━━━ Text provided
# Lens Rebates This Fall



## transpo1 (Sep 27, 2013)

Anyone have any idea if Canon will again do lens rebates this year? I have a list of lenses I'd love to buy but saving money is always a good thing


----------



## neuroanatomist (Sep 27, 2013)

Probably. I'd expect them to start in October, and if they do the same thing they did last year, they will be repeatedly extended at least until spring.


----------



## jebrady03 (Sep 27, 2013)

neuroanatomist said:


> Probably. I'd expect them to start in October, and if they do the same thing they did last year, they will be repeatedly extended at least until spring.



lol

If it wasn't for the incessant need of MANY people to feel like they're getting a deal as opposed to a great value, then it would seem the best solution would simply be for Canon to adopt their "sale" prices as their MSRP.


----------



## mackguyver (Sep 27, 2013)

Just beware the traditional Canon tactic - quietly raise prices about a month ahead of the rebates, then lower them to the same level using rebates. They don't always do this, but something to be aware of as you consider your purchases.


----------



## neuroanatomist (Sep 27, 2013)

Lately, Canon makes retailers put in place a minimum advertised price once the rebates go into effect. If you time it carefully, and buy right at the beginning of the rebate, often the retailer may not have raised their price to the MAP, and you will get the discount of the rebate off of the street price.


----------



## transpo1 (Sep 27, 2013)

neuroanatomist said:


> Lately, Canon makes retailers put in place a minimum advertised price once the rebates go into effect. If you time it carefully, and buy right at the beginning of the rebate, often the retailer may not have raised their price to the MAP, and you will get the discount of the rebate off of the street price.



Thanks, everyone- great insight. I'll look out for the above once it happens.


----------
━━━━━━
━━━ Given records
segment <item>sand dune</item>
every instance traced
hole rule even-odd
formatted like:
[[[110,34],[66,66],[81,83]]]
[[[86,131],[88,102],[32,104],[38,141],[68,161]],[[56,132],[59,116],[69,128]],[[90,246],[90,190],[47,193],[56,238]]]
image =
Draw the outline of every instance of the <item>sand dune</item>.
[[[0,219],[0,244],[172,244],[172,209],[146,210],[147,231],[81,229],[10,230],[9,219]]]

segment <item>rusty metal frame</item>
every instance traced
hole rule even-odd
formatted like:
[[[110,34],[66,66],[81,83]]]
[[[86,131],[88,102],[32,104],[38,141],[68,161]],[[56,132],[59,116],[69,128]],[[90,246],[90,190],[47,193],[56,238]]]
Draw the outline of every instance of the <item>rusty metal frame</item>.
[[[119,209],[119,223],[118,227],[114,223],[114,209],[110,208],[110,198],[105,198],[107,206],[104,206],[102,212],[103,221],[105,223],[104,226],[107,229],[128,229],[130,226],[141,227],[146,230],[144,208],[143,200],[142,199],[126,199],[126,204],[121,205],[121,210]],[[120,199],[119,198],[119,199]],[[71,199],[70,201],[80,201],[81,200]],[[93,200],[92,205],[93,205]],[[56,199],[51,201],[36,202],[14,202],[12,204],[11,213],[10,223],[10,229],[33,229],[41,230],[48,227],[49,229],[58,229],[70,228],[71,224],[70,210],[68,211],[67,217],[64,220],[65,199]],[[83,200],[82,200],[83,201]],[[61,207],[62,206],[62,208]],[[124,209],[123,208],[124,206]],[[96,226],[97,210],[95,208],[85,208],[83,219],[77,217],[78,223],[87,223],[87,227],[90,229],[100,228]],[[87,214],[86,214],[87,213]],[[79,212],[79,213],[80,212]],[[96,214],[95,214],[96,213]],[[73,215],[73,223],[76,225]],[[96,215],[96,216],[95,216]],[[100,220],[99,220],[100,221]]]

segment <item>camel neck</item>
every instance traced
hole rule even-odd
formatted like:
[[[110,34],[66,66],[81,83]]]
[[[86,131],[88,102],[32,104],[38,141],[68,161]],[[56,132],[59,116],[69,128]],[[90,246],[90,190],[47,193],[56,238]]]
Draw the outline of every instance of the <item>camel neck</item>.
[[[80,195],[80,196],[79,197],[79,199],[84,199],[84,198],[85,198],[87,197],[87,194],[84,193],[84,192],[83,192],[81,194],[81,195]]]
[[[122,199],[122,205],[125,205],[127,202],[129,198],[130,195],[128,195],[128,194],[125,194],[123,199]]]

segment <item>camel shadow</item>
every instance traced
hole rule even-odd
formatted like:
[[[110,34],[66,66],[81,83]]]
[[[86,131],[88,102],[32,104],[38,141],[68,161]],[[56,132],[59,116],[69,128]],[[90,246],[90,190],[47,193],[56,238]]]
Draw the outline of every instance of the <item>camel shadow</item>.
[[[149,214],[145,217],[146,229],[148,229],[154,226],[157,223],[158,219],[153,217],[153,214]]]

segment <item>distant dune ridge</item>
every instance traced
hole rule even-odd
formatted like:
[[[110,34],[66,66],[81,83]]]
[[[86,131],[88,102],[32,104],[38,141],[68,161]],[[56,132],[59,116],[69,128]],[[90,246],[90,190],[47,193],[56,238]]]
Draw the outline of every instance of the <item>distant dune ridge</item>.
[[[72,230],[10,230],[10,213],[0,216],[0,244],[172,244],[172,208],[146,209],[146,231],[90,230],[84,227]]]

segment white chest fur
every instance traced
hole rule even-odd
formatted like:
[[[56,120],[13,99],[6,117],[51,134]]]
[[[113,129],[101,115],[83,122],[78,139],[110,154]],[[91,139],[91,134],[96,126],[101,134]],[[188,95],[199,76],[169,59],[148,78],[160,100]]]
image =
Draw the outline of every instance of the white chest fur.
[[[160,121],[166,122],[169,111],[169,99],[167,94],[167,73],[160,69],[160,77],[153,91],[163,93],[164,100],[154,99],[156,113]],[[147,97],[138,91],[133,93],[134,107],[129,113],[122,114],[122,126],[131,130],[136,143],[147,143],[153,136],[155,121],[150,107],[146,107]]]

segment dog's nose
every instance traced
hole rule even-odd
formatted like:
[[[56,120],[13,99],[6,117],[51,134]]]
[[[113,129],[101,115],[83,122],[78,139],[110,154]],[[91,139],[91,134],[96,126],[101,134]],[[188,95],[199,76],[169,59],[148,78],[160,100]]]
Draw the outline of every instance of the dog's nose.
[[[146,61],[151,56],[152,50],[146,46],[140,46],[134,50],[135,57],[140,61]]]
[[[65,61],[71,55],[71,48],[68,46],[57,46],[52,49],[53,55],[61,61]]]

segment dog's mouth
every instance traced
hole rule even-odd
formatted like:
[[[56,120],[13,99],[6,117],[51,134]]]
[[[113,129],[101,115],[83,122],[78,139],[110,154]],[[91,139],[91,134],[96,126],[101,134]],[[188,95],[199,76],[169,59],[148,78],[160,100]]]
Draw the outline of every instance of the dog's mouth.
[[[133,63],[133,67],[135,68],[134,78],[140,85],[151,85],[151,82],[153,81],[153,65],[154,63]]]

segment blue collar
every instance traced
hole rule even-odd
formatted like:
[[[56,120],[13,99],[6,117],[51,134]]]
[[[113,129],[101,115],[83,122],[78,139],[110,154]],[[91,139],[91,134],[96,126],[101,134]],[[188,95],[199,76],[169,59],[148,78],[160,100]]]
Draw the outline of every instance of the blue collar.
━━━━━━
[Task instructions]
(1) From the lens rebate thread, print the text that starts at "Just beware the" and ends at "consider your purchases.".
(2) List every distinct username that posts in the lens rebate thread.

[Responses]
(1)
Just beware the traditional Canon tactic - quietly raise prices about a month ahead of the rebates, then lower them to the same level using rebates. They don't always do this, but something to be aware of as you consider your purchases.

(2)
transpo1
neuroanatomist
jebrady03
mackguyver